== Text block ==
##############################

Hydrogeology Journal

, Volume 22, Issue 6, pp 1329–1343 | Cite as

Improved hydrograph prediction through subsurface characterization: conditional stochastic hillslope simulations

  • Steven B. Meyerhoff
  • Reed M. Maxwell
  • Wendy D. Graham
  • John L. WilliamsIII
Paper

Abstract

Subsurface heterogeneity is one of the largest sources of uncertainty associated with saturated hydraulic conductivity. Recent work has demonstrated that uncertainty in hydraulic conductivity can impart significant uncertainty in runoff generation processes and surface-water flow. Here, the role of site characterization in reducing hydrograph prediction bias and uncertainty is demonstrated. A fully integrated hydrologic model is used to conduct two sets of stochastic, transient simulation experiments comprising different overland flow mechanisms: Dunne and Hortonian. Conditioning hydraulic conductivity fields using values drawn from a simulated synthetic control case are shown to reduce both mean bias and variance in an ensemble of conditional hydrograph predictions when compared with the control case. The ensemble simulations show a greater reduction in uncertainty in the hydrographs for Hortonian flow. The conditional simulations predict surface ponding and surface pressure distributions with reduced mean error and reduced root mean square error compared with unconditional simulations. Uncertainty reduction in Hortonian and Dunne flow cases demonstrates different temporal signals, with more substantial reduction achieved for Hortonian flow.

##############################

== Dataset content ==
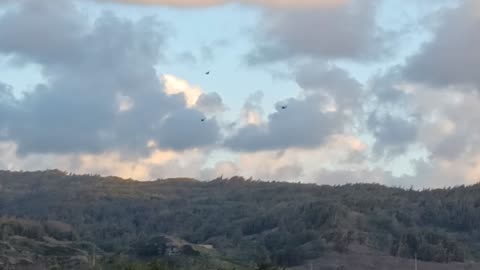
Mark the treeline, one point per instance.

##############################

== Problem description ==
Pick up the abstract on hydrograph prediction and subsurface characterization after its last sentence and keep writing it.

== Exercise result ==
Keywords

Rainfall-runoff Groundwater/surface-water relations Numerical modeling 

Amélioration de la prévision hydrographique par caractérisation de la sub-surface: simulations stochastique conditionnelle des pentes de versant

Résumé

L’hétérogénéité de subsurface est l’une des plus grandes sources d’incertitude associée à la conductivité hydraulique saturée. Un travail récent a démontré que l’incertitude sur la conductivité hydraulique peut introduire une imprécision significative dans les processus de genèse du ruissellement et du flux d’eau de surface. On démontre ici le rôle des caractéristiques du site dans la réduction du biais et de l’incertitude de prévision hydrographique. Un modèle hydrologique entièrement intégré est utilisé pour mener deux ensembles de simulations expérimentales stochastique en domaine transitoire comprenant divers mécanismes d’écoulement superficiel: écoulements de Dunne et hortonien. Les domaines de conductivité hydraulique cadre caractérisés par des valeurs issues d’un cas de contrôle synthétique simulé sont présentés pour réduire à la fois le biais et la variance d’un ensemble de prévisions hydrographiques comparativement au référentiel. L’ensemble des simulations montre une plus grande réduction de l’incertitude dans les hydrogrammes pour le flot hortonien. Les simulations prédisent la rétention et les distributions de pression superficielles avec des erreurs moyenne et quadratique réduites comparativement aux simulations inconditionnelles. La réduction de l’incertitude dans les cas d’écoulements de Dunne et hortonien montrent différents signaux temporels, avec une réduction plus sensible dans le cas de l’écoulement hortonien.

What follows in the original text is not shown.